(Stored data)
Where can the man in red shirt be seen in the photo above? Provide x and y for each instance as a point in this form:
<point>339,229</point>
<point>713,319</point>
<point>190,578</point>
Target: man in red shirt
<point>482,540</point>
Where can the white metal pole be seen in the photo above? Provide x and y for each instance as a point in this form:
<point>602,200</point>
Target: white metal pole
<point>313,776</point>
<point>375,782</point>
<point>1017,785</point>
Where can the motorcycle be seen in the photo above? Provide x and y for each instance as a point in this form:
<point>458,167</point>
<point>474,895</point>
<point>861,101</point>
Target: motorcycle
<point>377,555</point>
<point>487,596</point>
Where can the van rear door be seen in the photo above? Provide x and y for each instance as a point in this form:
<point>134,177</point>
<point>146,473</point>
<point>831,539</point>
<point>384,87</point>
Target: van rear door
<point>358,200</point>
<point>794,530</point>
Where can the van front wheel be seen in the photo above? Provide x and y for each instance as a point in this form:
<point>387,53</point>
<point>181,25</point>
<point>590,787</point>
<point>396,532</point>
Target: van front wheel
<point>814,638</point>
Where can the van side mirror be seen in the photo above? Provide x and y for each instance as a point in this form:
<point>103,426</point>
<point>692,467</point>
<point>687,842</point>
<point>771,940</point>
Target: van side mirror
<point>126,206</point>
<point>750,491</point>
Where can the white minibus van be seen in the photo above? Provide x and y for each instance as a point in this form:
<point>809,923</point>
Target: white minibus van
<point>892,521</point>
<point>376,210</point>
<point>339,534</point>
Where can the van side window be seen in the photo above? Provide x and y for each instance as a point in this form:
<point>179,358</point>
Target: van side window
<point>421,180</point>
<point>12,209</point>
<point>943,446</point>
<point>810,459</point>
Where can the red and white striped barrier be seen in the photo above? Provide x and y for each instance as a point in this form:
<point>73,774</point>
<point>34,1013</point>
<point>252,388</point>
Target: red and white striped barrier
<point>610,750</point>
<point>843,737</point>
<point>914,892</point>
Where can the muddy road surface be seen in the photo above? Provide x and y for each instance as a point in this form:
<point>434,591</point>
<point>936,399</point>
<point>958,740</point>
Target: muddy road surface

● **WHAT THE TASK REQUIRES**: Each entry above has to be transcribed exactly as it appears.

● **RESPONSE TO THIS TASK**:
Where can the man in red shirt be seen in the photo above? Provide x and y for each instance as a point in this form:
<point>339,229</point>
<point>713,319</point>
<point>190,578</point>
Target: man in red shirt
<point>482,540</point>
Where can the white metal pole be seen in the photo above? Provide x and y for each instance as a point in this form:
<point>602,200</point>
Target: white metal pole
<point>313,776</point>
<point>375,782</point>
<point>1017,785</point>
Where can the motorcycle be seen in the photo above? Provide x and y for each instance as a point in this form:
<point>458,167</point>
<point>474,895</point>
<point>861,101</point>
Target: motorcycle
<point>377,555</point>
<point>487,596</point>
Where can the van rear door be seen in the photo above? Provide x and y for each instance as a point in this form:
<point>134,177</point>
<point>146,473</point>
<point>831,539</point>
<point>384,87</point>
Target: van rear door
<point>358,200</point>
<point>794,530</point>
Where can the van front wheel be seen in the photo above? Provide x and y for each instance as a point in this form:
<point>387,53</point>
<point>181,25</point>
<point>590,787</point>
<point>396,532</point>
Target: van front wheel
<point>814,638</point>
Where can the van side mirror be seen in the photo above? Provide x and y for each instance as a point in this form:
<point>103,426</point>
<point>692,467</point>
<point>687,842</point>
<point>771,940</point>
Target: van side mirror
<point>126,206</point>
<point>750,491</point>
Where can the white minibus van be seen in the photo above? Provide x and y for each instance as a point in this form:
<point>809,923</point>
Target: white minibus van
<point>892,521</point>
<point>376,210</point>
<point>339,534</point>
Where can the van side window be seen in the photo above? Provide x and y for each instance as a point in this form:
<point>179,358</point>
Target: van side window
<point>421,180</point>
<point>12,209</point>
<point>943,446</point>
<point>810,459</point>
Where can the red and white striped barrier be seen in the photo above? Provide x and y for each instance as a point in this form:
<point>73,774</point>
<point>34,1013</point>
<point>252,388</point>
Target: red and white striped barrier
<point>610,750</point>
<point>843,737</point>
<point>914,892</point>
Where can the muddy road surface be seen in the photo above? Provide x and y for each instance as a point in this form:
<point>434,591</point>
<point>936,399</point>
<point>958,740</point>
Target: muddy road surface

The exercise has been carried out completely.